## Work task
Where in the data does the word "wall" appear? Find those lines and copy them.

Collected data entries:

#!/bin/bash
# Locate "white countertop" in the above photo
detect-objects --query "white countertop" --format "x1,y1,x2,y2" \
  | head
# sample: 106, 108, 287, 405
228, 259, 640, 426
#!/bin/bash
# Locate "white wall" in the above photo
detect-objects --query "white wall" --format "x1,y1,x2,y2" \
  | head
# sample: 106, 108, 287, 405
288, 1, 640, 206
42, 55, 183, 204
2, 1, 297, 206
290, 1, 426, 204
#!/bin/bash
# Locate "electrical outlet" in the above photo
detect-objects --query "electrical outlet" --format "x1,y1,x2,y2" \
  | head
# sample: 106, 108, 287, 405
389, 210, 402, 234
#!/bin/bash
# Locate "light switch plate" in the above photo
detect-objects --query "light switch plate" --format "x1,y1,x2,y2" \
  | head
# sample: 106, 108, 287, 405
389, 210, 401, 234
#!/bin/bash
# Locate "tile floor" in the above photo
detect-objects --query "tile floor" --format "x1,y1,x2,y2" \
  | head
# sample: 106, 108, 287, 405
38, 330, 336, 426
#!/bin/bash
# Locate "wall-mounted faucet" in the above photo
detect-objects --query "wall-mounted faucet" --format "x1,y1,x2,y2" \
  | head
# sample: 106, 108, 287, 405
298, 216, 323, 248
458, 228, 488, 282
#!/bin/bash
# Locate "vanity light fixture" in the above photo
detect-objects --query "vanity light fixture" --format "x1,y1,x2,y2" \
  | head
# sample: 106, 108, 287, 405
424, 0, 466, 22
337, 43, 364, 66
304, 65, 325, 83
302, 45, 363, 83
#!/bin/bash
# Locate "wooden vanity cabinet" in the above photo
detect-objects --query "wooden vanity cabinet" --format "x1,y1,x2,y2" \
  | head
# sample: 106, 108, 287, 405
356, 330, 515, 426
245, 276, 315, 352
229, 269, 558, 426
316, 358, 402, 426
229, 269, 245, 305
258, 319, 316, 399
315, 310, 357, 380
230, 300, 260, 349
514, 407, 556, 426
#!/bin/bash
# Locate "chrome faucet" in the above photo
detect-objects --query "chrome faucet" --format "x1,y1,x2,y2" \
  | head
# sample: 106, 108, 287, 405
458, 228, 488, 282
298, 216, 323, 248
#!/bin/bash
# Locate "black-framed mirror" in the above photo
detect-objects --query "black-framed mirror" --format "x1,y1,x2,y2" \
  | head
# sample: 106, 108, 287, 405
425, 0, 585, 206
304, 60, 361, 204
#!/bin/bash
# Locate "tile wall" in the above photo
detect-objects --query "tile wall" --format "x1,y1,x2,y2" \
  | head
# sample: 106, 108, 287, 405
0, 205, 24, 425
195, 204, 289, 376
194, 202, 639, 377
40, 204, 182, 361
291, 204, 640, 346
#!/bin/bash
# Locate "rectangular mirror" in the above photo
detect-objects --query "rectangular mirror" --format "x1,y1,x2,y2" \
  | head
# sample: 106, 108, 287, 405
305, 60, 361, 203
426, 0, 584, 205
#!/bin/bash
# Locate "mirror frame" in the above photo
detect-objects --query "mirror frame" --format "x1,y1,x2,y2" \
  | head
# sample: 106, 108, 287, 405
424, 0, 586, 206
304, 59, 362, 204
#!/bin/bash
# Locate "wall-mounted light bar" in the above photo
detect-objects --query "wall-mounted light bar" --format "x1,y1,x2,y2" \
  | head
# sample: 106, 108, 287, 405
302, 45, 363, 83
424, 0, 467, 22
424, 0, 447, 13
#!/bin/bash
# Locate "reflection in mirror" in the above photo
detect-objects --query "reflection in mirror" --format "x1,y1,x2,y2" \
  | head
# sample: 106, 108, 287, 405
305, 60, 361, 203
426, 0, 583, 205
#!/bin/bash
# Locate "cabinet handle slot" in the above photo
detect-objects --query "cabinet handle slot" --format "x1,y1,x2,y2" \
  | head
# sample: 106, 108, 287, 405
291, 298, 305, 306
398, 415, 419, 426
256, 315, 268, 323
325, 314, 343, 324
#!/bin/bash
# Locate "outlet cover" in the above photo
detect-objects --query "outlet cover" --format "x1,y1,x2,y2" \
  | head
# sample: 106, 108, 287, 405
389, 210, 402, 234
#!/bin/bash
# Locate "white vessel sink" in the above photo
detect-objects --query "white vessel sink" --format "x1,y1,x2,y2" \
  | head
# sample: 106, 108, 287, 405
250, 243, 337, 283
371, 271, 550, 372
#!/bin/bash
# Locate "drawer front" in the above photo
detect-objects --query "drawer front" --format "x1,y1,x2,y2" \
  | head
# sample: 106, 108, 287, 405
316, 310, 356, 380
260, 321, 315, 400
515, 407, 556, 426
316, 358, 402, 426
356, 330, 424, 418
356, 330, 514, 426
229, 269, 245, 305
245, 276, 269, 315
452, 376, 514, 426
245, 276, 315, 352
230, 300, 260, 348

==

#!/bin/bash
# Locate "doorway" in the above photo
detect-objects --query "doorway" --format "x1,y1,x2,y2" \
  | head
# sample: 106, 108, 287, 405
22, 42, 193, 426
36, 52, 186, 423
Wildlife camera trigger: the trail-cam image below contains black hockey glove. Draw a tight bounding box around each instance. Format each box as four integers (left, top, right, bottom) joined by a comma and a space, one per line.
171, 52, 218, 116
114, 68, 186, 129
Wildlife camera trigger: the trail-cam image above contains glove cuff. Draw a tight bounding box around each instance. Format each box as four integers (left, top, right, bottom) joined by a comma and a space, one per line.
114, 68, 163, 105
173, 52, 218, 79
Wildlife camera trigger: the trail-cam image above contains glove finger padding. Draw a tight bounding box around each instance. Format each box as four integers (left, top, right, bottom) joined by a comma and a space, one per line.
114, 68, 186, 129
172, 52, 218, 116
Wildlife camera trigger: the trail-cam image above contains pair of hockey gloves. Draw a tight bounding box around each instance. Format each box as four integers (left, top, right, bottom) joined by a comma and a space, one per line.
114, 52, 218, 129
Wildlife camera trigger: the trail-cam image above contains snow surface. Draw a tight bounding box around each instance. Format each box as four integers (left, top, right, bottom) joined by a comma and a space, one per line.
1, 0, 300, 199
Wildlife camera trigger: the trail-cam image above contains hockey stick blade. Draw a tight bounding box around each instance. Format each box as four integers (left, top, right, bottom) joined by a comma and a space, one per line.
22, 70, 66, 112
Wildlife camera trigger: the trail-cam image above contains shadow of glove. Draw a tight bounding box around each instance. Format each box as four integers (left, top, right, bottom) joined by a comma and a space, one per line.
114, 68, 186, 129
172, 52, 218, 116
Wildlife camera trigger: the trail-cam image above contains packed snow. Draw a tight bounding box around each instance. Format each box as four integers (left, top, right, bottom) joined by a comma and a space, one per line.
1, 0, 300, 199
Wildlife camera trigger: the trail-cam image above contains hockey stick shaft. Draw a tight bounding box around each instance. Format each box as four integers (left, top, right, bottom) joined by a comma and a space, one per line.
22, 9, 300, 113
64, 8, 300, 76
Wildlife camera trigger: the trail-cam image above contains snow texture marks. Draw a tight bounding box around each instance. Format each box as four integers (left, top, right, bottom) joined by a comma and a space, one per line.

## Response to this task
# Locate "white wall" in the above photo
detect-objects --query "white wall" --format "x1,y1,x2,y2" \
# Locate "wall-mounted faucet" in the above photo
detect-objects --query "wall-mounted faucet" --format "x1,y1,x2,y2" \
# Locate "tile wall" in the above photo
detect-objects --query "tile wall" --format "x1,y1,x2,y2" \
# Locate "wall-mounted light bar" in the above photo
detect-objects --query "wall-mounted light bar" --format "x1,y1,x2,y2" \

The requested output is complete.